One line in the listing below contains "Find the tire". Repeat that line and each line after it exactly, ending with the last one.
********
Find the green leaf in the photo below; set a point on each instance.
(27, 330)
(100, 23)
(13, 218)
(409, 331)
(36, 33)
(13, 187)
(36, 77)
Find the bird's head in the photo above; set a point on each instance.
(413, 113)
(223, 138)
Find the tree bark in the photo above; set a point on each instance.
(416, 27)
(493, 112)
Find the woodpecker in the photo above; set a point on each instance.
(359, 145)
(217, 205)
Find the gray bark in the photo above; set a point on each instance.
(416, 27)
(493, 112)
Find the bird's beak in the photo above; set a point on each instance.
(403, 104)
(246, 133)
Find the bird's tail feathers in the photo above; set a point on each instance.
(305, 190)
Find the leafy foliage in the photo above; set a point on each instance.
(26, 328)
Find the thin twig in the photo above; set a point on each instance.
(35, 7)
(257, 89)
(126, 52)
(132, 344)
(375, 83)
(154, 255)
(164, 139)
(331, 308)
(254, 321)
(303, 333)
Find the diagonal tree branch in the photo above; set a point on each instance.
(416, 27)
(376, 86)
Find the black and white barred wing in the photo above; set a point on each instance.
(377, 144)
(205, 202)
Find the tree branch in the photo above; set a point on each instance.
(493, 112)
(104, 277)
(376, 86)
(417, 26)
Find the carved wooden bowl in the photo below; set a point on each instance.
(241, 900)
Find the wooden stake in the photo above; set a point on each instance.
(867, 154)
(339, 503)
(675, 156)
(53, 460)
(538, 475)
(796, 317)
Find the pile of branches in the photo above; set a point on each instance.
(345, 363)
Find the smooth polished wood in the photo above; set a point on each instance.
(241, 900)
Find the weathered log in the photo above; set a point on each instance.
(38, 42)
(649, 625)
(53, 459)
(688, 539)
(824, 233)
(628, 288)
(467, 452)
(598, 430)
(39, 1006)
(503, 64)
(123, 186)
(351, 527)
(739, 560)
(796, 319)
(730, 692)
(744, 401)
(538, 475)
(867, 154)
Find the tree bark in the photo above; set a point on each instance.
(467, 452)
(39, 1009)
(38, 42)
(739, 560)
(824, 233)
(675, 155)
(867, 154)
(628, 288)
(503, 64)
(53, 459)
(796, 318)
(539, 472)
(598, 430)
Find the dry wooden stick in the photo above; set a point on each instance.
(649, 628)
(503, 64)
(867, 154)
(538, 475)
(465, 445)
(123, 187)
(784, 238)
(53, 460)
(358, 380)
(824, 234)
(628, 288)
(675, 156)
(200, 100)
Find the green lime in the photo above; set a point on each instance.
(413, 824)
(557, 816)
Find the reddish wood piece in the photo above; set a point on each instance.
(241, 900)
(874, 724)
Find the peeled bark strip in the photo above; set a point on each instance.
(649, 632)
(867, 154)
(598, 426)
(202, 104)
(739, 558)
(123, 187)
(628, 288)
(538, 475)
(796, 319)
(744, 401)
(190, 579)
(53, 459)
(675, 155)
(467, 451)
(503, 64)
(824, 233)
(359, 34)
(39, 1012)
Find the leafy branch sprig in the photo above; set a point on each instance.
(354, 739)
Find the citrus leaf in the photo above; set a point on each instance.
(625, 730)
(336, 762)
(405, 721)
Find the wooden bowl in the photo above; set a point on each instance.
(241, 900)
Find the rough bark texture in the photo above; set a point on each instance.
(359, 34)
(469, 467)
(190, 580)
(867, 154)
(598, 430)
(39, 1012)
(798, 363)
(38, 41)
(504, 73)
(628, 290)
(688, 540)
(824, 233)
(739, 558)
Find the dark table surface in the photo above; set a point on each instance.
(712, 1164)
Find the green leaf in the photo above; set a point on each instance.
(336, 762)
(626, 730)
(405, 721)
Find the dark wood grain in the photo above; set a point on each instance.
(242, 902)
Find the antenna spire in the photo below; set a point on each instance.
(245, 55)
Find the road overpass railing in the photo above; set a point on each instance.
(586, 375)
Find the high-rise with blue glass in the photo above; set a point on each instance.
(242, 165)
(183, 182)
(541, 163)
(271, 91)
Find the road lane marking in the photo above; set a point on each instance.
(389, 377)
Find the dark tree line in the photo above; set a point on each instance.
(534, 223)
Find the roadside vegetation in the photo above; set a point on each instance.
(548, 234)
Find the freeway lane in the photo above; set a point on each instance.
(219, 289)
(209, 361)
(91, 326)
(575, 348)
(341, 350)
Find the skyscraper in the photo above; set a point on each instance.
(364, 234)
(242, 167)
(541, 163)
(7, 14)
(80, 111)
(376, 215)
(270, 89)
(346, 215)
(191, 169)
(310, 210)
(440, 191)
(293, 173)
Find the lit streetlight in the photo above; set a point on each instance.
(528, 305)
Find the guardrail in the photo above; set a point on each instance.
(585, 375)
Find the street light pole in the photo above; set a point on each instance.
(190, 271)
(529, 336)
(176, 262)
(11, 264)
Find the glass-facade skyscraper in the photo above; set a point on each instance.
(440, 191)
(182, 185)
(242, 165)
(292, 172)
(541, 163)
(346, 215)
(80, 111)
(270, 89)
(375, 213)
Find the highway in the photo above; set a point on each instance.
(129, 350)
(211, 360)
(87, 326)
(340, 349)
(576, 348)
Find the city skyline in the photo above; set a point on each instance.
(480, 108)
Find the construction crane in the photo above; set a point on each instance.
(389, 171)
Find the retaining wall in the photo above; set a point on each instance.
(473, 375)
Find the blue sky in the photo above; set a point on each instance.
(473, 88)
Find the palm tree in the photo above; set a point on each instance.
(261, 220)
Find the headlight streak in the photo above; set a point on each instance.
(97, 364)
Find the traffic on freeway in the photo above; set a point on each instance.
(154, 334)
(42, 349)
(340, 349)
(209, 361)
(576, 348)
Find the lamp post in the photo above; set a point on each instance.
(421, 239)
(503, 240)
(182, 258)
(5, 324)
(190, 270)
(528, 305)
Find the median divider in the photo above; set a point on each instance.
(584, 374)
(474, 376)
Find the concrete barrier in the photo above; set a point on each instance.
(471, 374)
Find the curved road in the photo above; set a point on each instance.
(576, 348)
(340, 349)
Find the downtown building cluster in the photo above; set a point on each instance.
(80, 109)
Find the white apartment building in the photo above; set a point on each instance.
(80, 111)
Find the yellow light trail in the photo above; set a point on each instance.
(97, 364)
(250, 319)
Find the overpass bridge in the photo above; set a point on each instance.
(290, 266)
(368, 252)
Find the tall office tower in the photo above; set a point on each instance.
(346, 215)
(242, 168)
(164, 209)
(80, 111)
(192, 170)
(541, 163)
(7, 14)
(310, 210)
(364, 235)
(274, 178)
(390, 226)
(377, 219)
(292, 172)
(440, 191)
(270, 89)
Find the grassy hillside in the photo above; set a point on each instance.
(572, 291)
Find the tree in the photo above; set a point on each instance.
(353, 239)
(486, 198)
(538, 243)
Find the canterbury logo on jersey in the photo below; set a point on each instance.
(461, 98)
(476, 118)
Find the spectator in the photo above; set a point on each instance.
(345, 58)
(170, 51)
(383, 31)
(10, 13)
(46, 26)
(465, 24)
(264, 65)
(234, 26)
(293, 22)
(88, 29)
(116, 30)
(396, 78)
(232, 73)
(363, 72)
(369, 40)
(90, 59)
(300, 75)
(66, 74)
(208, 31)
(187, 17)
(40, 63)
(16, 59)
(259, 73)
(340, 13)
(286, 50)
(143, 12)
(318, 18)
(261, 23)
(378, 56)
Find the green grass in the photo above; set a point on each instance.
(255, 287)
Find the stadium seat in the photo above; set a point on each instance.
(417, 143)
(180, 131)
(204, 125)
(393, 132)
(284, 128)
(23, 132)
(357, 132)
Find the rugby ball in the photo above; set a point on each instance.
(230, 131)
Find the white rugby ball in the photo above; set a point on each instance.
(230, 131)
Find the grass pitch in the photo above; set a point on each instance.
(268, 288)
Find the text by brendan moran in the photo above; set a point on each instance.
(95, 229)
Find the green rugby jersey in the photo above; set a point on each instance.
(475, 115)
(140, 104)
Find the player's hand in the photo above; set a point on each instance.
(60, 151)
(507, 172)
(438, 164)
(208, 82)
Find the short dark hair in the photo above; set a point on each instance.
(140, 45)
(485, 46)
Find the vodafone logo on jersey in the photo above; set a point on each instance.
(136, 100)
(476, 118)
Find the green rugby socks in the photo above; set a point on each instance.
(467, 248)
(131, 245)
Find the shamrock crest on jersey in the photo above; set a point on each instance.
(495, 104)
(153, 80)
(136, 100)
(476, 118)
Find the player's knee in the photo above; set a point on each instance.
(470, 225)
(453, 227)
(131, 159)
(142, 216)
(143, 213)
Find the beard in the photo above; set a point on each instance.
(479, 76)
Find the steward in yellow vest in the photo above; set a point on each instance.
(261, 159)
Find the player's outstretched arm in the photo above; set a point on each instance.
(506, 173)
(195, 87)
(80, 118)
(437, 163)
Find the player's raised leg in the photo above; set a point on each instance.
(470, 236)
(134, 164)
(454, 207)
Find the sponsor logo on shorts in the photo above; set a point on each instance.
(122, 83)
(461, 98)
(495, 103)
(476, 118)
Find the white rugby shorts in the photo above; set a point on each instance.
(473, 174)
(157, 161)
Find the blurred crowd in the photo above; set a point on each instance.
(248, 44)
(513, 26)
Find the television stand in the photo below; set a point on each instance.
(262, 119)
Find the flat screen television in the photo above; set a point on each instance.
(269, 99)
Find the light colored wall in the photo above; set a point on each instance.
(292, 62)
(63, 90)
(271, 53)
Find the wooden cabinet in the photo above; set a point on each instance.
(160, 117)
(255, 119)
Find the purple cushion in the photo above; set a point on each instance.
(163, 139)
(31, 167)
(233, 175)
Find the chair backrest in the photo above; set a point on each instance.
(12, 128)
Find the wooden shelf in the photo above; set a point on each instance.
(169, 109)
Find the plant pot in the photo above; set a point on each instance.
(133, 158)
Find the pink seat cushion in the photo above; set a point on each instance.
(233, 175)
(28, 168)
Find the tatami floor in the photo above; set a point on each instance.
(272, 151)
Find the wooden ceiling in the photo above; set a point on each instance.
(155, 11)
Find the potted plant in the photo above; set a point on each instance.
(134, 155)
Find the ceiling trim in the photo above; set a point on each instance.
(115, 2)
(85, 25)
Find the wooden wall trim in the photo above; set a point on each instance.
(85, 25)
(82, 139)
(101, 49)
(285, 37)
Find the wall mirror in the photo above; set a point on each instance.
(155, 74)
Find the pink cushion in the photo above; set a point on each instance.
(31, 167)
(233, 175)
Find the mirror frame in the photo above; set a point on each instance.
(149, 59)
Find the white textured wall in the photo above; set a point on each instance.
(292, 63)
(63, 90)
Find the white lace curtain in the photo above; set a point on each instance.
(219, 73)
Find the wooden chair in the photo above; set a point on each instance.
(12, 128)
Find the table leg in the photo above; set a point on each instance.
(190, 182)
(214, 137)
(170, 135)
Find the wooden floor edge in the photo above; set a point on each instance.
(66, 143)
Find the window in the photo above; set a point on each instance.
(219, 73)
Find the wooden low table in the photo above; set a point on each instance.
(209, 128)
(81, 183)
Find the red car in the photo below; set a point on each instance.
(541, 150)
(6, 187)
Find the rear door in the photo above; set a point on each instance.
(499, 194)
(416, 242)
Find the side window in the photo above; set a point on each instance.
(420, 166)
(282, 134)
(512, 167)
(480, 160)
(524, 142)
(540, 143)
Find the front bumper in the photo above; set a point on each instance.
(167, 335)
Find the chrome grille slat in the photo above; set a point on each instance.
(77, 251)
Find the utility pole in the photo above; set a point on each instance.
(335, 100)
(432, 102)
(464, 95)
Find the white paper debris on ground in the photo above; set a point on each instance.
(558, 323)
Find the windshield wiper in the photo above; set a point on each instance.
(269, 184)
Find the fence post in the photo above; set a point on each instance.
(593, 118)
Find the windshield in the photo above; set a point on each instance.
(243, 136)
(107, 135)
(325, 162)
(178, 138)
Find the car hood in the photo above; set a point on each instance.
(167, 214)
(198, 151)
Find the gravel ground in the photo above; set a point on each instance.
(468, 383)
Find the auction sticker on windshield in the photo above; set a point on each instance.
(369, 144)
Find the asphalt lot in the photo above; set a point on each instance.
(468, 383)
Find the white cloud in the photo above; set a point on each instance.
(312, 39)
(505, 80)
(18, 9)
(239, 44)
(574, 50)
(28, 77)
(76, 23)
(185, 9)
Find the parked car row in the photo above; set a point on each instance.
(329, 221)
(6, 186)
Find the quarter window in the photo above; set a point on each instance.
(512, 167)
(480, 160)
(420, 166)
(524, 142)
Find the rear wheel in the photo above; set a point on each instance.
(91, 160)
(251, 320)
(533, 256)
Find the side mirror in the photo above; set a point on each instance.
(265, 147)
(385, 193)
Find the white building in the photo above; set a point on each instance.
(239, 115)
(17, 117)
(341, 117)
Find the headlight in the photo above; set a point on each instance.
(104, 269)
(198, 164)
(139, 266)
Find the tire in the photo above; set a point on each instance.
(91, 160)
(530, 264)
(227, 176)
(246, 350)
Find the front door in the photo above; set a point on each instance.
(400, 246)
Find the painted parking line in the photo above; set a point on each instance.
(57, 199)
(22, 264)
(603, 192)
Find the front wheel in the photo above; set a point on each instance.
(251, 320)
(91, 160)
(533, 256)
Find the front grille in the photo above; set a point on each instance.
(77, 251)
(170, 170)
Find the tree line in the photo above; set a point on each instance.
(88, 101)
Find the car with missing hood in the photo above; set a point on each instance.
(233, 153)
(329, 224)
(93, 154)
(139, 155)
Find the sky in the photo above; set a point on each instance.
********
**RESPONSE FOR THIS EXERCISE**
Find the tire in the photo above; set a point on each instance.
(91, 160)
(530, 264)
(227, 176)
(246, 350)
Find the front door in the photo above; set a point on each instance.
(400, 246)
Find the painted parking line in the photo above; set a point on each instance.
(57, 199)
(22, 264)
(603, 192)
Find the front wheel in the photo above; set a point on each instance.
(251, 320)
(91, 160)
(533, 256)
Find the front grille in the photo above; set a point on each instance.
(77, 251)
(170, 170)
Find the tree line in the photo above; set a point on each instance.
(88, 101)
Find the car with missing hood in the photo above; set a point on each instance.
(233, 153)
(329, 224)
(93, 154)
(139, 155)
Find the sky in the photo above; set a point on each instance.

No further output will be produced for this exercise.